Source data
══════════════════════════════

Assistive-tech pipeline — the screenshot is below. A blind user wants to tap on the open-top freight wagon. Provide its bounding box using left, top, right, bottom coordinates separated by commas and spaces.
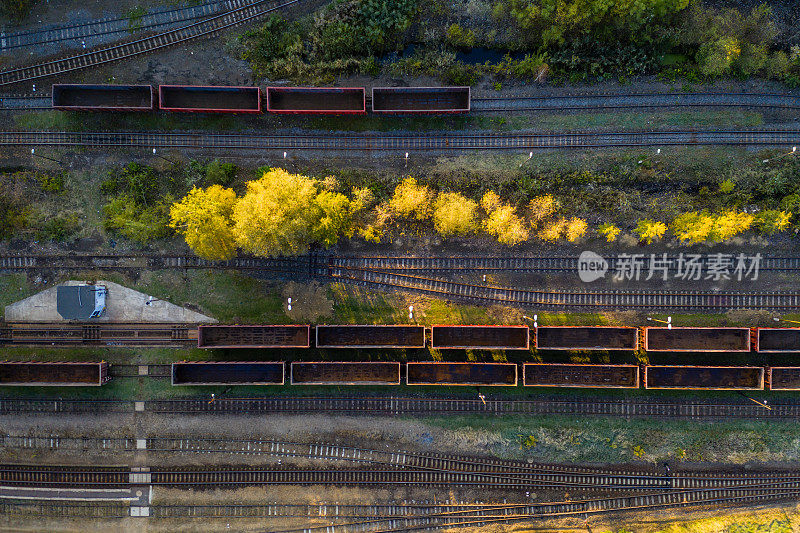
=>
536, 326, 639, 350
644, 327, 750, 352
0, 361, 111, 387
48, 84, 470, 115
51, 83, 155, 111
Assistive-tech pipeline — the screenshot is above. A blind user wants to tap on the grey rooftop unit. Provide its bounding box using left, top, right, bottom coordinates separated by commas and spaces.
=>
56, 285, 108, 320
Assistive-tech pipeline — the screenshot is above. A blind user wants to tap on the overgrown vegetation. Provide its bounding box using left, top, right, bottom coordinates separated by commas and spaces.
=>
0, 0, 36, 23
0, 171, 82, 241
100, 160, 237, 244
235, 0, 800, 84
172, 148, 800, 259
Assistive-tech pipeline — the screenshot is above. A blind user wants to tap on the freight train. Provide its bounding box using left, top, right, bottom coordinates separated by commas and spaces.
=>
0, 361, 800, 391
52, 84, 470, 115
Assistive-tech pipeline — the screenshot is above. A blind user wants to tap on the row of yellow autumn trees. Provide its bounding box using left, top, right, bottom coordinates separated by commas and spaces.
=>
170, 169, 791, 260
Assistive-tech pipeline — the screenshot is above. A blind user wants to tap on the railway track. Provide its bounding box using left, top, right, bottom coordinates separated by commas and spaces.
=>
0, 91, 800, 113
0, 253, 800, 275
6, 462, 800, 492
470, 93, 800, 112
0, 0, 248, 53
0, 130, 800, 154
144, 397, 800, 420
0, 0, 301, 86
331, 268, 800, 311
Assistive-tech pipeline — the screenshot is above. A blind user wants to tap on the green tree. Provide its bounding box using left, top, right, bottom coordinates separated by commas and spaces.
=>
170, 185, 236, 261
312, 191, 353, 248
103, 194, 172, 244
433, 192, 478, 237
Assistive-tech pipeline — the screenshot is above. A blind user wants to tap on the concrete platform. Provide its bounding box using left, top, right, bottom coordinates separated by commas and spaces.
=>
0, 487, 149, 500
5, 281, 217, 324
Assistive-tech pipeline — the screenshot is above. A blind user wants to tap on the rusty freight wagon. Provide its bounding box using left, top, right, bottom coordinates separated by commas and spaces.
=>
52, 83, 155, 111
769, 366, 800, 390
406, 362, 517, 387
158, 85, 261, 113
316, 325, 425, 348
0, 361, 111, 387
292, 361, 400, 385
536, 326, 639, 350
372, 87, 470, 114
172, 361, 283, 385
266, 87, 367, 115
644, 328, 750, 352
755, 328, 800, 353
522, 363, 639, 389
431, 325, 530, 350
644, 366, 764, 390
197, 325, 311, 348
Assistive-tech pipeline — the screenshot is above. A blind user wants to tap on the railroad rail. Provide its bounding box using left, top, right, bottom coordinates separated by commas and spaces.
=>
331, 268, 800, 311
0, 463, 800, 492
0, 91, 800, 113
0, 253, 800, 275
0, 0, 248, 53
0, 129, 800, 154
142, 396, 800, 420
470, 92, 800, 112
0, 0, 301, 86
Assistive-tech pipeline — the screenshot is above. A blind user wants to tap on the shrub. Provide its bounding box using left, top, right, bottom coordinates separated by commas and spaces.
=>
0, 194, 30, 240
103, 194, 172, 244
446, 24, 475, 48
170, 185, 236, 261
528, 194, 560, 228
0, 0, 36, 23
597, 222, 622, 242
564, 217, 588, 242
36, 213, 80, 242
205, 159, 239, 187
484, 205, 528, 246
389, 178, 433, 220
433, 192, 478, 237
633, 219, 667, 244
753, 209, 792, 235
36, 173, 64, 194
537, 218, 567, 242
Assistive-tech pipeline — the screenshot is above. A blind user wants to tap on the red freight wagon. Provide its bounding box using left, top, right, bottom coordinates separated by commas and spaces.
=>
52, 83, 155, 111
372, 87, 470, 114
0, 361, 111, 387
158, 85, 261, 113
266, 87, 367, 115
644, 327, 750, 352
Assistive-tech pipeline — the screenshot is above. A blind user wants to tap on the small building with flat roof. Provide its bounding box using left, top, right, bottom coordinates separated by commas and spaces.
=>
56, 285, 108, 320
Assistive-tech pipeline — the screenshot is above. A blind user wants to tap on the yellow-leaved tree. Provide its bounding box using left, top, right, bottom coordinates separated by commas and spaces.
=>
597, 222, 622, 242
564, 217, 589, 242
433, 192, 478, 237
753, 209, 792, 235
633, 218, 667, 244
481, 191, 528, 246
233, 169, 352, 256
389, 178, 434, 220
170, 185, 236, 261
528, 194, 561, 229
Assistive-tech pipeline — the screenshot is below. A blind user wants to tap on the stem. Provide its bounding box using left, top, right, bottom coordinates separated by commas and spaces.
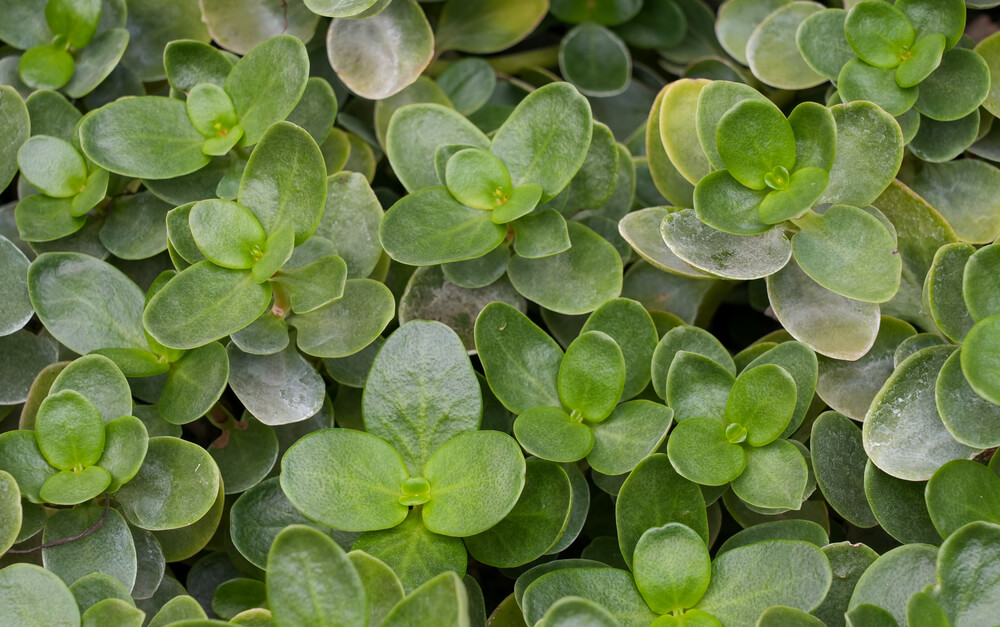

══════════════════════════════

◆ **WRITTEN REQUEST**:
Lay out every line of the listing above as a numbered list, leaving out blank lines and the pictures.

◆ **RESPONSE**:
1. Assistive-tech pipeline — the screenshot is below. A blind user wants to tap on the open-top freight wagon. Provide its bounding box using left, top, right, bottom coordinates separated by commas and spaces.
2. =>
3. 536, 326, 639, 350
4. 644, 327, 750, 352
5. 0, 361, 111, 387
6. 48, 84, 470, 115
7. 51, 83, 155, 111
8. Assistive-tech pipeline — the screenshot is above. A blind user wants to tap on the grey rooftop unit. Provide its bounding box using left, top, right, bottom coordinates separated by commas and spaces.
9. =>
10. 56, 285, 108, 320
11. Assistive-tech pipeline — the screenshot is above. A blind user wants to tap on the overgrown vegetation. Provide its bounding box using left, top, right, bottom coordinates separated by commas and spaces.
12. =>
13. 0, 0, 36, 23
14. 0, 171, 82, 241
15. 100, 160, 237, 244
16. 235, 0, 800, 84
17. 172, 148, 800, 259
18. Assistive-tech pipeline — the screenshot is above. A blind user wants to tap on the freight train. Provide its bounding box using left, top, right, bottom coordinates separated by commas and spaces.
19. =>
20. 0, 361, 800, 391
21. 52, 84, 470, 115
22. Assistive-tech pipeline — the screenshot is above. A blind user wants to tap on the row of yellow autumn trees. Provide its bounding box using left, top, right, bottom coordinates separated by commas and spaces.
23. =>
24. 170, 169, 791, 260
25. Assistive-tech pipeline — the screenshot is above. A blind user wants to tap on the railway track. Provide its bounding box using left, top, right, bottom coordinates separated by commas and spaces.
26. =>
27. 0, 91, 800, 113
28. 0, 253, 800, 275
29. 6, 462, 800, 492
30. 470, 93, 800, 112
31. 0, 0, 248, 53
32. 0, 130, 800, 154
33. 144, 397, 800, 420
34. 0, 0, 301, 86
35. 331, 268, 800, 311
36. Assistive-tech pipeline — the screenshot is above. A blind user wants to tap on the green tree. Provide its bounding box using left, top, right, bottom coordinates separated by commas and spaces.
37. =>
38. 170, 185, 236, 261
39. 312, 191, 353, 248
40. 103, 194, 172, 244
41. 433, 192, 478, 237
42. Assistive-tech pipeline — the screenshot is above. A blind user wants to tap on the concrete platform. Provide its bounding box using left, top, right, bottom coordinates separated by commas and spaces.
43. =>
44. 0, 487, 149, 500
45. 5, 281, 217, 324
46. Assistive-tech pipeline — the screenshot is above. A blind user wants to tap on the rusty freight wagon. Provide its bounding box using left, top, right, bottom coordinates separated by commas and spaces.
47. =>
48. 52, 83, 155, 111
49. 769, 366, 800, 390
50. 406, 362, 517, 387
51. 158, 85, 261, 113
52. 316, 325, 425, 348
53. 0, 361, 111, 387
54. 292, 361, 400, 385
55. 536, 326, 639, 350
56. 372, 87, 470, 114
57. 172, 361, 283, 385
58. 266, 87, 367, 115
59. 644, 328, 750, 352
60. 755, 328, 800, 353
61. 522, 363, 639, 389
62. 431, 325, 530, 350
63. 644, 366, 764, 390
64. 197, 325, 311, 348
65. Assistive-tech pipeline — the screenshot is above. A blind user wants to tap on the railroad rail. Provide its bounding box using left, top, right, bottom coordinates separated by commas and spaces.
66. =>
67. 331, 268, 800, 311
68. 0, 463, 800, 492
69. 0, 91, 800, 113
70. 0, 253, 800, 275
71. 0, 0, 248, 53
72. 0, 129, 800, 154
73. 142, 396, 800, 420
74. 470, 92, 800, 112
75. 0, 0, 301, 86
76. Assistive-tech pipeline — the screenshot is above. A blind user wants to tap on the shrub. Provide its bounding box using left, top, right, bottom coordinates separated by commas and spaces.
77. =>
78. 0, 194, 30, 240
79. 103, 194, 172, 244
80. 446, 24, 475, 48
81. 170, 185, 236, 261
82. 528, 194, 560, 228
83. 0, 0, 36, 23
84. 597, 222, 622, 242
85. 564, 217, 588, 242
86. 36, 213, 80, 242
87. 205, 159, 239, 187
88. 484, 205, 528, 246
89. 389, 178, 433, 220
90. 433, 192, 478, 237
91. 633, 219, 667, 244
92. 753, 209, 792, 235
93. 36, 173, 64, 194
94. 537, 218, 567, 242
95. Assistive-tech pipeline — the screenshot is above. A blind user wants to tap on the red freight wagon. Provide its bounding box using left, top, right, bottom coordinates separated by commas and spaces.
96. =>
97. 52, 83, 155, 111
98. 372, 87, 470, 114
99. 0, 361, 111, 387
100. 158, 85, 261, 113
101. 266, 87, 367, 115
102. 644, 327, 750, 352
103. Assistive-tech pipeline — the screenshot is above. A blind user wants to tap on the small building with flat roof. Provide its bounding box using left, top, right, bottom coordinates separated by commas and spaces.
104. =>
105. 56, 285, 108, 320
106. Assistive-tech pipeline — the screenshot is above. A blind user wants to tap on the yellow-leaved tree. Provide its bounding box using left, top, right, bottom coordinates separated by commas and spaces.
107. =>
108. 597, 222, 622, 242
109. 564, 217, 589, 242
110. 433, 192, 478, 237
111. 753, 209, 792, 235
112. 633, 218, 667, 244
113. 481, 191, 528, 246
114. 233, 169, 352, 256
115. 389, 178, 434, 220
116. 170, 185, 236, 261
117. 528, 194, 561, 229
118. Assistive-tech pipeline — the screenshot is below. A blind user wants to tap on the stem. Provide its bounding box using left, top, right, bottom coordinates separated by commas and spaces.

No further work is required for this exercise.